Coordinate annotation entries:
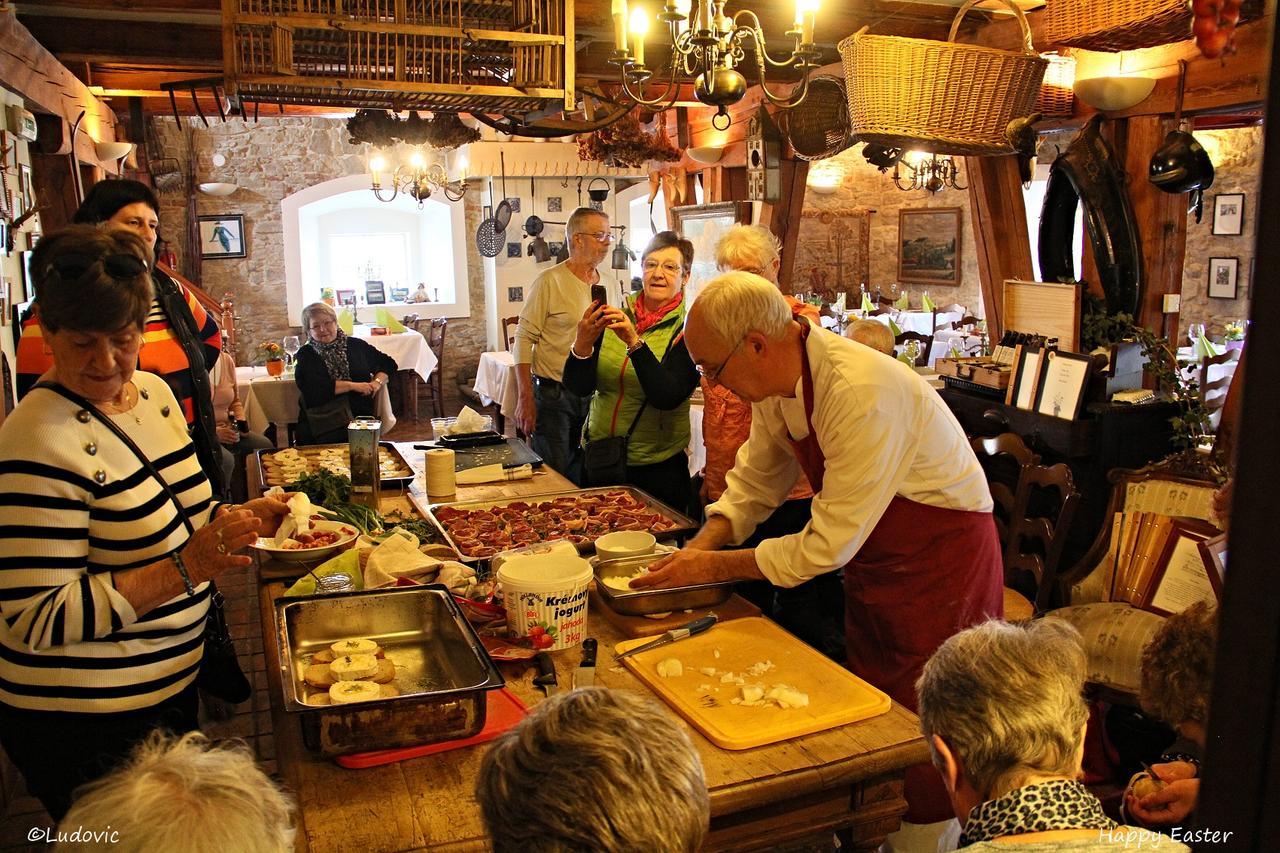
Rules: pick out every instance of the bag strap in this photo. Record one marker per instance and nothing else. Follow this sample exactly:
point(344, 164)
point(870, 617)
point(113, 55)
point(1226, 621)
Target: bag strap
point(128, 442)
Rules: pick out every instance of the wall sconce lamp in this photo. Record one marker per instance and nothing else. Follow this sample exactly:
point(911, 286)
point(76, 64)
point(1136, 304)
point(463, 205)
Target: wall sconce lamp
point(1114, 94)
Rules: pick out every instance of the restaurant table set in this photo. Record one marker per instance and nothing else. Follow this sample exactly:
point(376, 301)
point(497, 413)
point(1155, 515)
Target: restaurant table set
point(466, 669)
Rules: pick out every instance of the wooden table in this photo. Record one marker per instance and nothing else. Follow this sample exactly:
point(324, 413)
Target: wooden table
point(810, 787)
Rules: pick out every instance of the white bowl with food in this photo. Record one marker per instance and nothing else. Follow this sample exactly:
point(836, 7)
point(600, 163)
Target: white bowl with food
point(323, 539)
point(625, 543)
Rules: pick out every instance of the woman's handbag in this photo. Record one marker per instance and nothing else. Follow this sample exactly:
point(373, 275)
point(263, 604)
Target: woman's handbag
point(220, 673)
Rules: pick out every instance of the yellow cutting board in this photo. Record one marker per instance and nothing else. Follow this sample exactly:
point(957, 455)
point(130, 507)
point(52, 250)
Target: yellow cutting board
point(836, 696)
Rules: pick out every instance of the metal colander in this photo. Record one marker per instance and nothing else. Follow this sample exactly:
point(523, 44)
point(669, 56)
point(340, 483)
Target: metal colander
point(819, 127)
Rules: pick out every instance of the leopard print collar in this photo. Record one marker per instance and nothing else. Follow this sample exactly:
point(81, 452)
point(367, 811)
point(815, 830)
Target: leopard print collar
point(1059, 804)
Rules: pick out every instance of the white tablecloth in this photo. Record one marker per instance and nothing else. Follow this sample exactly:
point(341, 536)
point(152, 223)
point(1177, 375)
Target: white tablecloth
point(274, 400)
point(407, 349)
point(496, 382)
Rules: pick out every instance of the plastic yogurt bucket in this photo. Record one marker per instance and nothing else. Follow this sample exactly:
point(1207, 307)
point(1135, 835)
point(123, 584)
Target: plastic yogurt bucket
point(545, 598)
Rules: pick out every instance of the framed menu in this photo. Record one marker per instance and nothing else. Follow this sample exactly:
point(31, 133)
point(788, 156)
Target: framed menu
point(1182, 575)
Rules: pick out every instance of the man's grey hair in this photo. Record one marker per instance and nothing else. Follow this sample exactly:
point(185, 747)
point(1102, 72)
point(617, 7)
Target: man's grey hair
point(579, 220)
point(314, 310)
point(181, 793)
point(735, 304)
point(748, 247)
point(594, 770)
point(1008, 701)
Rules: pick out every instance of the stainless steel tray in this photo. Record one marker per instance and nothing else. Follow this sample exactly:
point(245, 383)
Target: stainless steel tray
point(641, 602)
point(391, 482)
point(684, 525)
point(442, 669)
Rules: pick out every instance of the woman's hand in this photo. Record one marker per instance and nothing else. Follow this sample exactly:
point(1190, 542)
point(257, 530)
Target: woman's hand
point(211, 550)
point(269, 511)
point(590, 328)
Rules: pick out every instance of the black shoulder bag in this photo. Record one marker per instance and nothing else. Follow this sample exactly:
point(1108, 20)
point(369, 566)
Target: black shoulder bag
point(604, 460)
point(220, 671)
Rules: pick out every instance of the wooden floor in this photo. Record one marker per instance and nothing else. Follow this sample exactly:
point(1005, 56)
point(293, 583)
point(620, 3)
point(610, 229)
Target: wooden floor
point(252, 721)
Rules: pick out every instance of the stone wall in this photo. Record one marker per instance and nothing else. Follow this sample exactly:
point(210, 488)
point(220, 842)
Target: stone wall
point(1237, 156)
point(864, 187)
point(270, 160)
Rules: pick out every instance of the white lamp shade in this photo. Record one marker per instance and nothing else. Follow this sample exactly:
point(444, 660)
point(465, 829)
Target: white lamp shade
point(216, 188)
point(113, 151)
point(1111, 94)
point(707, 154)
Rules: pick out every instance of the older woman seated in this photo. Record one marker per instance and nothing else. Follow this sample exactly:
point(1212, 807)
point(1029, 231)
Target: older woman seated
point(1001, 708)
point(337, 375)
point(594, 770)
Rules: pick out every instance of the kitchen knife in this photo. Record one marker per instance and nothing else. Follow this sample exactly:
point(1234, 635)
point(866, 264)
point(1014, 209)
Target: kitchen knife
point(684, 632)
point(585, 673)
point(545, 678)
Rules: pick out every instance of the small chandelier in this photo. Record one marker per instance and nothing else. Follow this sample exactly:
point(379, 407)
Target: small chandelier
point(708, 45)
point(928, 172)
point(415, 176)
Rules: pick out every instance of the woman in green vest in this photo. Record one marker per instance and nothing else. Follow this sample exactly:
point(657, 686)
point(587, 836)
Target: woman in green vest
point(634, 363)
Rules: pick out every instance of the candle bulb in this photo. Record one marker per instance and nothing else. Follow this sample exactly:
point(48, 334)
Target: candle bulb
point(620, 24)
point(639, 27)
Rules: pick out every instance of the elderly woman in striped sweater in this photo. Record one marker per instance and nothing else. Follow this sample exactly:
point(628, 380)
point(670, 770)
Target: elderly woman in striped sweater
point(106, 550)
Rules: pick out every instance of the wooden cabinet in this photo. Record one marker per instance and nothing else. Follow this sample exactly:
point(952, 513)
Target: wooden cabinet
point(1105, 437)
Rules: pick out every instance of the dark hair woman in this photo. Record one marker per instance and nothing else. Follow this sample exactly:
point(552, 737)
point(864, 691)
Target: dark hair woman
point(183, 341)
point(109, 548)
point(634, 363)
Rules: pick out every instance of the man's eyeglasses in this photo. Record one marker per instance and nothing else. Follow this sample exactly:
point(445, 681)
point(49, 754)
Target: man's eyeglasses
point(713, 375)
point(670, 269)
point(122, 267)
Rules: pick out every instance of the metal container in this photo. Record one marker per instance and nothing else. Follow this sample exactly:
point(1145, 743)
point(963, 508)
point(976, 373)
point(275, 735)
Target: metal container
point(685, 527)
point(442, 670)
point(641, 602)
point(362, 437)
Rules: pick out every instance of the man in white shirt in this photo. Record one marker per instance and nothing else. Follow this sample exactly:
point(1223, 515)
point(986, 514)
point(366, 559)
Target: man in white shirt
point(900, 500)
point(551, 414)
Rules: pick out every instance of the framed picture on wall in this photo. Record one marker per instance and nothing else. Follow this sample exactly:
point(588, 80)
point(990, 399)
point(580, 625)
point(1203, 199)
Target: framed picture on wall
point(928, 241)
point(703, 226)
point(1223, 277)
point(1229, 214)
point(222, 236)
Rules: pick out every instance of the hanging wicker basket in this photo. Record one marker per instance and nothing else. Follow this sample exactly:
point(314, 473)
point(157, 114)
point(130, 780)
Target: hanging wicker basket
point(940, 96)
point(819, 127)
point(1124, 24)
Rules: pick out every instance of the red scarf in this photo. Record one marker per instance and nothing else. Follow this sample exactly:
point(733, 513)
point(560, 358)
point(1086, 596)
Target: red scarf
point(647, 319)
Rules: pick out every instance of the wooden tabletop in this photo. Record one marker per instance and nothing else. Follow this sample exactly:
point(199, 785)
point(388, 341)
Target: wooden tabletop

| Work instructions |
Quote only the lines from the line containing "Rules: pick out every instance of the metal container" through the end of the entries, keeping the first and the last.

| Response |
Rules: pick out every instance of the metal container in this photo. Record one marker per instance and nothing else. Follow this sample exactly:
point(1145, 743)
point(963, 508)
point(976, 373)
point(275, 735)
Target: metal container
point(685, 527)
point(442, 670)
point(641, 602)
point(362, 437)
Rules: pick out every instance of the man in white shirt in this photo. Record one marker per instance and nothing else. Follow this sample exactly:
point(1223, 515)
point(986, 514)
point(366, 559)
Target: man in white shirt
point(900, 500)
point(551, 414)
Rules: pick out every instance of the framed picture on wall in this photo. Record one marker per instance and nothing else. Follow this sample exactly:
point(588, 80)
point(990, 399)
point(580, 625)
point(1203, 199)
Target: framed picture on wall
point(928, 241)
point(703, 226)
point(1223, 277)
point(1229, 214)
point(222, 236)
Rules: pick out every instance of the hanging wicker basket in this photo. Record one marker per instance and nothing else. Follow this sample exactly:
point(314, 473)
point(157, 114)
point(130, 780)
Target: hanging wicker basket
point(940, 96)
point(819, 127)
point(1124, 24)
Rules: pick out every instance of the red scarf in this photo. Record one marker per instance and nothing else. Follow this sample exactly:
point(733, 513)
point(560, 358)
point(1086, 596)
Target: red scarf
point(647, 319)
Rules: pick out every instance of the wooden tabletop in this photo. Record one marker per instance and nothing else. Follow this sample exactly:
point(199, 785)
point(388, 341)
Target: wooden tabletop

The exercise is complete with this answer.